Text passage:
-.-.-
Tips For Caring For A Partner With Early-Onset Alzheimer's Disease

When your partner has been diagnosed with early-onset Alzheimer's disease, your relationship can go through a series of changes. At some point, you will most likely serve as one of the caregivers for your partner. Taking on the role of caregiver is challenging and can be emotionally and physically taxing. If your partner has early-onset Alzheimer's, here are some caregiver tips to keep in mind. 

Focus on Communication

As the disease progresses, you and your partner might experience challenges with communication. As a result, both of you can feel frustration and anger. Developing a way to communicate with each other can help to alleviate some of the stress associated with the disease. 

For instance, you and your partner can choose a signal or cue that can be used when he or she needs help. The disease can result in a loss of some independence. Your partner can resent the loss and feel uncomfortable accepting help. With the help of a signal, you can avoid overstepping and potentially prevent an argument or further feelings of frustration.

Talking with your partner about what he or she is feeling will become more difficult as the disease progresses, but it is important that you attempt to communicate as long as it is possible. Be open to talking about your partner's needs and experiences. By being available to talk about challenges, you can help your partner develop a plan to overcome them.
-.-.-
Required action A:
According to the caregiving tips text, what can you and your partner choose to use when he or she needs help?
Required action B:
Write the next part of the text on caring for a partner with early-onset Alzheimer's, picking up after its final sentence.
-.-.-
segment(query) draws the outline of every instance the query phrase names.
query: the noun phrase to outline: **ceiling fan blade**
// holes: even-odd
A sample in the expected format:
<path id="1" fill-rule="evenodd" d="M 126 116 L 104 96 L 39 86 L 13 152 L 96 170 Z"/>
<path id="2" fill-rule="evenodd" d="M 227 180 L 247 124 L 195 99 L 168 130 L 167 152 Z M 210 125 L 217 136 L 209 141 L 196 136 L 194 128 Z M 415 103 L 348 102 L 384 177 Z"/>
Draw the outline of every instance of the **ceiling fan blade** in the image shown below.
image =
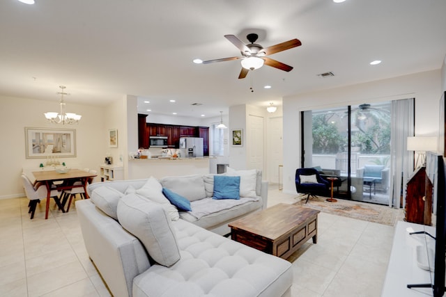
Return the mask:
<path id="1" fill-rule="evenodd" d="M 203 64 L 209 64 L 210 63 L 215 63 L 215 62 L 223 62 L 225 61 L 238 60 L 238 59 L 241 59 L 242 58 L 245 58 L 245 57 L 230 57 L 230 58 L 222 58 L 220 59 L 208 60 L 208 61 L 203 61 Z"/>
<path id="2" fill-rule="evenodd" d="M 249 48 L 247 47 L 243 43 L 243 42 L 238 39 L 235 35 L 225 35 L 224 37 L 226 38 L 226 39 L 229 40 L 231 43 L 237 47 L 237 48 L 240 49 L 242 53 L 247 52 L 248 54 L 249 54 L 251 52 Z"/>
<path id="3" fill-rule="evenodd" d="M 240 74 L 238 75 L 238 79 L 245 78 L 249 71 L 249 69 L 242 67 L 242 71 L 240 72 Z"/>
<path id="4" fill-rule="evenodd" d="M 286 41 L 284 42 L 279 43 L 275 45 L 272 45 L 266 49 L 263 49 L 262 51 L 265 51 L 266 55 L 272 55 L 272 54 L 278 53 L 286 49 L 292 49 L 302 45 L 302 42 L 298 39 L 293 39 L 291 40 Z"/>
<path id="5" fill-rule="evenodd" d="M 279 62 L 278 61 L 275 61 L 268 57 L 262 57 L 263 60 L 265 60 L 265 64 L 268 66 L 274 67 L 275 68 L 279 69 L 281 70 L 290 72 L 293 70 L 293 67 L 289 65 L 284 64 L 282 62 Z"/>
-.-.-
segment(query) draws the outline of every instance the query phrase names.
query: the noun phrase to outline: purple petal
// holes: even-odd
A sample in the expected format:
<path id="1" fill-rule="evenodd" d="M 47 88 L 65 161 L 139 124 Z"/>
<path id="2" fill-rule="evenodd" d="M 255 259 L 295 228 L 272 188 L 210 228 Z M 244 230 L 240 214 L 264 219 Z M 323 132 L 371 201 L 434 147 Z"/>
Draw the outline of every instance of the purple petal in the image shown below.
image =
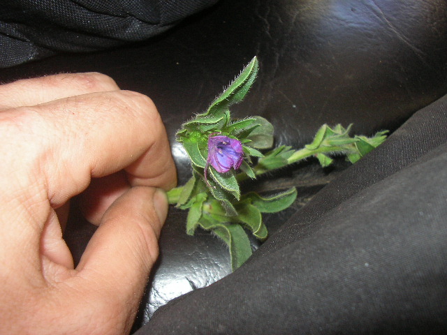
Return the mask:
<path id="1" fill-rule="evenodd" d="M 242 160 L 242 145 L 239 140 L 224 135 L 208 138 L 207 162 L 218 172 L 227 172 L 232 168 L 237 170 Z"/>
-.-.-
Response A:
A signal or cue.

Response B:
Know When to Get Help

Even though you might feel prepared to handle all of the obstacles that come with early-onset Alzheimer's, there will be a point at which help is needed. If you fail to reach out for help, you could experience burnout. Burnout can impact your ability to care for your partner and leave both of you drained. 

There are many professional in-home options for helping your partner. For instance, you could contract with a home health agency to provide in-home assistance with daily living tasks, such as bathing and dressing. If medical intervention is needed, there are agencies that can provide in-home services. 

At some point, it might be necessary to move your partner into an assisted living facility. When making this decision, involve your partner as much as possible. Ideally, both of you should discuss this possibility in the early stages of the disease. 

By involving your partner early on, he or she can help with deciding which facility is best. Your partner's input helps you to know that you have made the right decision, which can help you avoid feelings of guilt.